WHAT THIS TASK INVOLVES:
Put the lines of the material below, from the line containing "of the dense" up to and including the line containing "<point>185,185</point>", into a JSON list of strings, with one string per line and blank lines omitted.

MATERIAL PROVIDED:
■ ■ ■ ■

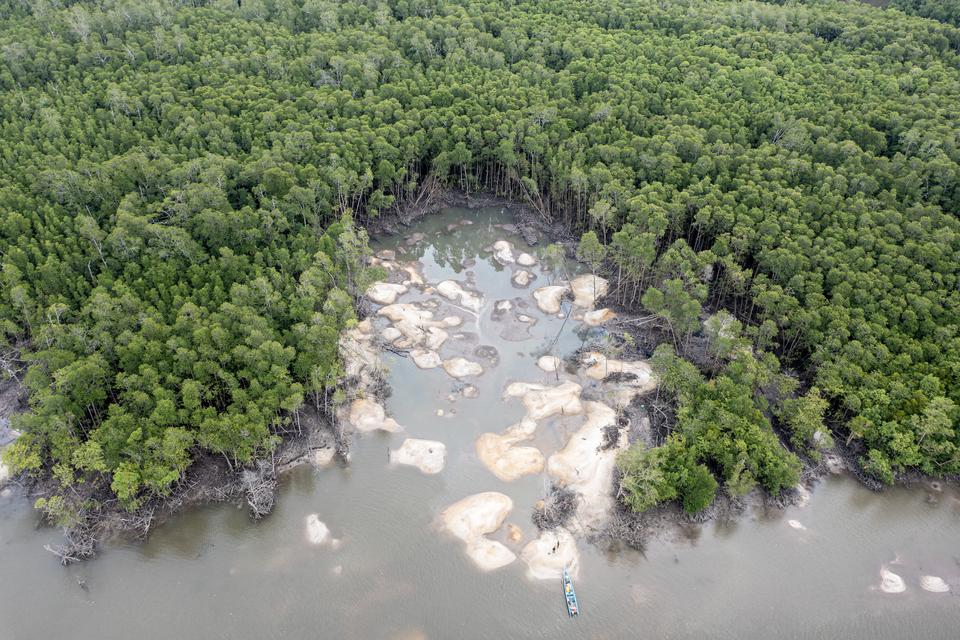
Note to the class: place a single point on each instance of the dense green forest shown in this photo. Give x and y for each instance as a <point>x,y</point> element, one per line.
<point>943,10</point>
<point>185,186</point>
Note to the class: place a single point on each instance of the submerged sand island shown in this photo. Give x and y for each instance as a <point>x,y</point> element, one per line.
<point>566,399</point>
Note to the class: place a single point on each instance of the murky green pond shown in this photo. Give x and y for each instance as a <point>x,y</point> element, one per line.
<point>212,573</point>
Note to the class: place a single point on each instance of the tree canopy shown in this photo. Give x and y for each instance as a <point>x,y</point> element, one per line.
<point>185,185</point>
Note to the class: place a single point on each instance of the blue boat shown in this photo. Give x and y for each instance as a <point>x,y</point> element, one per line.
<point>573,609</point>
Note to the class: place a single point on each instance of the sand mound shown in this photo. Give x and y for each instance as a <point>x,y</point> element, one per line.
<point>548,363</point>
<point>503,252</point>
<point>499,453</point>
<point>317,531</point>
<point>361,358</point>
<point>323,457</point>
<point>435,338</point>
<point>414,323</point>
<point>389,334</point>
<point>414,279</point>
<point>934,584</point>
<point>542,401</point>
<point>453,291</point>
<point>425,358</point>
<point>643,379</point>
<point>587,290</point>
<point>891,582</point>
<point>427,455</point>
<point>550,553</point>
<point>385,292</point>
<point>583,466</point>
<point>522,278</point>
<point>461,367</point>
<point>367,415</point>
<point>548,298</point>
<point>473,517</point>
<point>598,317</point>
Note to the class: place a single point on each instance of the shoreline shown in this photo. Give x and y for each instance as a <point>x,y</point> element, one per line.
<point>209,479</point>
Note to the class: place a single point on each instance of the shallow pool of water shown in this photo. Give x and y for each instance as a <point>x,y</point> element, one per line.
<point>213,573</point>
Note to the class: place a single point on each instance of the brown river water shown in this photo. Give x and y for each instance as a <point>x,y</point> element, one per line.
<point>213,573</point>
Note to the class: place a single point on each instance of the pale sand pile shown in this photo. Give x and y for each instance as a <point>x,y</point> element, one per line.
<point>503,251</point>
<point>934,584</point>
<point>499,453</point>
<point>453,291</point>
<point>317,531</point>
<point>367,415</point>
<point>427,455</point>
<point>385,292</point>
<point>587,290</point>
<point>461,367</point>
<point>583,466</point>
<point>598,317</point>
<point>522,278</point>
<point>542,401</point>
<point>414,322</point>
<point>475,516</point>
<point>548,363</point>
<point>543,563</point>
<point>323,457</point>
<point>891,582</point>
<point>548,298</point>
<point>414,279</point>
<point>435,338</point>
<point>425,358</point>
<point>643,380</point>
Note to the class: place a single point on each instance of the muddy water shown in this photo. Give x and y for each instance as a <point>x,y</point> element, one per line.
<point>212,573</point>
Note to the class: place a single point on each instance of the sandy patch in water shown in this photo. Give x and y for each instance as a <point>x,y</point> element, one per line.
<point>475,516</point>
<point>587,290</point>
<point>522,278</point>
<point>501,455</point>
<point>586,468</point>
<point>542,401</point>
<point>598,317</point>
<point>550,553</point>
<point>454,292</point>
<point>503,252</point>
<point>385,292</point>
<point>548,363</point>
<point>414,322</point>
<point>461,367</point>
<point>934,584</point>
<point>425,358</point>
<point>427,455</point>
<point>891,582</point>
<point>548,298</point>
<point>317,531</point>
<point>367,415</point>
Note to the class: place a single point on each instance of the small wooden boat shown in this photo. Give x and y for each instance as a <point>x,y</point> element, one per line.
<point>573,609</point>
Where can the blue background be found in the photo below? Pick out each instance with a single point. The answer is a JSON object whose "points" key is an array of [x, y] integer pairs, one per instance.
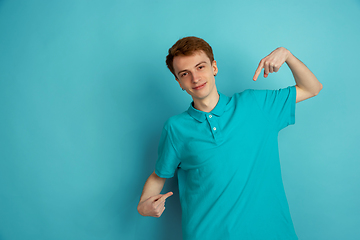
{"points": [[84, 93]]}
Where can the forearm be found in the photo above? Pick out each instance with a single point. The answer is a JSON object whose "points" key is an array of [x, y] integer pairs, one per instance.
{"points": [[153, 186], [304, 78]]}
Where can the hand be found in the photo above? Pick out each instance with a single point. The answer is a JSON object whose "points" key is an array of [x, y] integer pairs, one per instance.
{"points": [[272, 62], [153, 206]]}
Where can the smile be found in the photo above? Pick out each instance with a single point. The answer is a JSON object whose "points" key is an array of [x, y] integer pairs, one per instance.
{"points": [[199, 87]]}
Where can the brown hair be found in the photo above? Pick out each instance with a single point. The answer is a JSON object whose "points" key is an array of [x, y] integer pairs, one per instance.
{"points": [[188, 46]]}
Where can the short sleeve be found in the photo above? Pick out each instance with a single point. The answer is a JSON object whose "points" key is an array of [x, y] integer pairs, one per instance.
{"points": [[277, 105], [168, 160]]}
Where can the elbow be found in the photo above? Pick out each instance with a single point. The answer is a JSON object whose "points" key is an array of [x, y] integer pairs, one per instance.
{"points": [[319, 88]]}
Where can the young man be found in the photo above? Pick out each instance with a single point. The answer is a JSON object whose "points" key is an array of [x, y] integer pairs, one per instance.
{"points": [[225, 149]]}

■ ■ ■ ■

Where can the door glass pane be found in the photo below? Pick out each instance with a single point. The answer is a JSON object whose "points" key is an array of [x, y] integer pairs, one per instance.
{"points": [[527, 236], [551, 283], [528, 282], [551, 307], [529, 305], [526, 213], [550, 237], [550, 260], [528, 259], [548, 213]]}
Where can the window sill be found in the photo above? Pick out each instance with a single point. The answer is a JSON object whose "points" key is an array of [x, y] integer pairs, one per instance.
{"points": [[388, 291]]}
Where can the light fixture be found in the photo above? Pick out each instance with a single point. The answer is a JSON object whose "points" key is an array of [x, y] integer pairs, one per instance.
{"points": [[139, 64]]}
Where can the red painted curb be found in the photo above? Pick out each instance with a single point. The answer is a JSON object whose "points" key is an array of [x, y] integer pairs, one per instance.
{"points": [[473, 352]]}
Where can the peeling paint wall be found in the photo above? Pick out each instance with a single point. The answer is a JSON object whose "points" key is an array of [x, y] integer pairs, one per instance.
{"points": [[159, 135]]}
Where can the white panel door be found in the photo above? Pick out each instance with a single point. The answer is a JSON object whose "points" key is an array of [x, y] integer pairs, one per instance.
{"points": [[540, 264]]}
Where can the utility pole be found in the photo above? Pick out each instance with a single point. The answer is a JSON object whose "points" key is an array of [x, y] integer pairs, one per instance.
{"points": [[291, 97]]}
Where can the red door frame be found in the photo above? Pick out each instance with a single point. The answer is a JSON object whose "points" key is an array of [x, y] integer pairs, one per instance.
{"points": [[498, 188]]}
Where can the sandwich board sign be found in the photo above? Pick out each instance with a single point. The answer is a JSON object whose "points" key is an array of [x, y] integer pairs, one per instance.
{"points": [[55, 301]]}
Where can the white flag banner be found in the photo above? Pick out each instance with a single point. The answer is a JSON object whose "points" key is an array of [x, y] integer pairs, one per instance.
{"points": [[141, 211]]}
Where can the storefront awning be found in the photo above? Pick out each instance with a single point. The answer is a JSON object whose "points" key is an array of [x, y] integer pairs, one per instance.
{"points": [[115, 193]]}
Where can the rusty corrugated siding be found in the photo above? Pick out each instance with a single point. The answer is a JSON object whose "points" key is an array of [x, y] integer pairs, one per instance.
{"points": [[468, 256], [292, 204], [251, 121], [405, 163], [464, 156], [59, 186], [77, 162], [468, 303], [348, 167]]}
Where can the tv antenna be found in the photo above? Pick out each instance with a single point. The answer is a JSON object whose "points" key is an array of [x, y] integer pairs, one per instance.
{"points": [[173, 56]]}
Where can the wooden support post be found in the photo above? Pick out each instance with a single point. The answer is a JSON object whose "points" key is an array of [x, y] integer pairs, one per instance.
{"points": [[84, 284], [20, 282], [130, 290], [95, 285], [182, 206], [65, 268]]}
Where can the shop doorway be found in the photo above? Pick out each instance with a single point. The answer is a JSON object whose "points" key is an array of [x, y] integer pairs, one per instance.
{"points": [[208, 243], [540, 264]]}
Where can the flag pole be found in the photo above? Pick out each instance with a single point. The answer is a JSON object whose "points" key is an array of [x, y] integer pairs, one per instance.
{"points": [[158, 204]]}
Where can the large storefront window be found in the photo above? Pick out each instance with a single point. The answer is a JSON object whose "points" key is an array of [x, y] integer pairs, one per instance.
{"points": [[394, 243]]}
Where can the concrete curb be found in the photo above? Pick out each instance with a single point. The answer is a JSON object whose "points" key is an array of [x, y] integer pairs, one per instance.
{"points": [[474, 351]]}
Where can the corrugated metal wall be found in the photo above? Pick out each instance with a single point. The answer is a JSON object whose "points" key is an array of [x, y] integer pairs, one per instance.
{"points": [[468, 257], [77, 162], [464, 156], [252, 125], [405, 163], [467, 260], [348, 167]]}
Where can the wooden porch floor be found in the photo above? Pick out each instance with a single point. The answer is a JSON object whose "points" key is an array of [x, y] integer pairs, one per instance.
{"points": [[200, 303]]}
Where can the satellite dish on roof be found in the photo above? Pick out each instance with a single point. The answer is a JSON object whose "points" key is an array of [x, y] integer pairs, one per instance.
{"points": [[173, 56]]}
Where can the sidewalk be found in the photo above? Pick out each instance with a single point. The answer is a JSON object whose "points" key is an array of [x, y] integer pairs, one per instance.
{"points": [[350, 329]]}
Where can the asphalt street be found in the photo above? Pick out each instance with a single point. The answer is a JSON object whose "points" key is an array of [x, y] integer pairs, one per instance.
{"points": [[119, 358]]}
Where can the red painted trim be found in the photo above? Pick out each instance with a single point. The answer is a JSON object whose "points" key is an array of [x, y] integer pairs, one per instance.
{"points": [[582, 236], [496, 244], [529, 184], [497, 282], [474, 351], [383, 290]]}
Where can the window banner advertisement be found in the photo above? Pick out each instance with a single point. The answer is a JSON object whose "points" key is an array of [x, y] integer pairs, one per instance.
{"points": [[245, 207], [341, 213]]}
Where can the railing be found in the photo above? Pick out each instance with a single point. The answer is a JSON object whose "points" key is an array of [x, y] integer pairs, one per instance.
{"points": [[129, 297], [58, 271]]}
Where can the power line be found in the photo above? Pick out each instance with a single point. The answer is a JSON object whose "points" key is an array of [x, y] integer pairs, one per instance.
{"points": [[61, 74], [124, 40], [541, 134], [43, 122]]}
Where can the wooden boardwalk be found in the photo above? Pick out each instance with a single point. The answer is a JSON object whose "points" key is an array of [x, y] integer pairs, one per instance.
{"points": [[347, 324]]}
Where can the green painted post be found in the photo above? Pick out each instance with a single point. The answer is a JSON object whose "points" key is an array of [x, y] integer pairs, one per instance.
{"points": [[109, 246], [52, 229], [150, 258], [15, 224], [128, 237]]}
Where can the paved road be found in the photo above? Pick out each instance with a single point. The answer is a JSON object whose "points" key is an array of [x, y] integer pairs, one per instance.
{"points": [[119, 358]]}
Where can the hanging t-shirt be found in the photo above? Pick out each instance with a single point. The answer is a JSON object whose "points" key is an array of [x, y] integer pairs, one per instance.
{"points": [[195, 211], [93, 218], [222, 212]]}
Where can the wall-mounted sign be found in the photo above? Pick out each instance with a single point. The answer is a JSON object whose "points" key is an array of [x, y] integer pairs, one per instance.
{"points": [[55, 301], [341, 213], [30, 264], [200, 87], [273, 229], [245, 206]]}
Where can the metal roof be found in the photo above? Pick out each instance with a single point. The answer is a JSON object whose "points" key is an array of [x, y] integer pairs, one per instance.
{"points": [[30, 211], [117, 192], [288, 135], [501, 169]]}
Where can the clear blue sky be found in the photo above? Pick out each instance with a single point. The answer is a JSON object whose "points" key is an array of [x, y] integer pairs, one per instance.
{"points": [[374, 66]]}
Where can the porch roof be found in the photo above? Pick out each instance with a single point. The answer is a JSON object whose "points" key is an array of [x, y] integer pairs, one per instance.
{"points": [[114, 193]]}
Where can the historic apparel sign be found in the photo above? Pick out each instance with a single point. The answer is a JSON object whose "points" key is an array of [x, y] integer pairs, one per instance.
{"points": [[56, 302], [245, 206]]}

■ ■ ■ ■

SOLVED PROBLEM:
[
  "Note to the class: place a single point on each instance of the dense green forest shown in this photo. Give x and y for each instance as a <point>x,y</point> element, one per line.",
  "<point>943,10</point>",
  "<point>185,186</point>",
  "Note to the class: place a single point on each instance of the submerged sand island shown in this photo. Give x and y for each instance as a <point>x,y</point> element, one per line.",
  "<point>566,399</point>",
  "Note to the class: place a single point on each instance of the murky green pond shown in this photo. Give x and y for each instance as a <point>x,y</point> element, one per line.",
  "<point>212,573</point>",
  "Note to the class: place a single point on each instance of the tree canopy shown in this photo. Give x and y for each instance as a <point>x,y</point> element, one per line.",
  "<point>185,185</point>"
]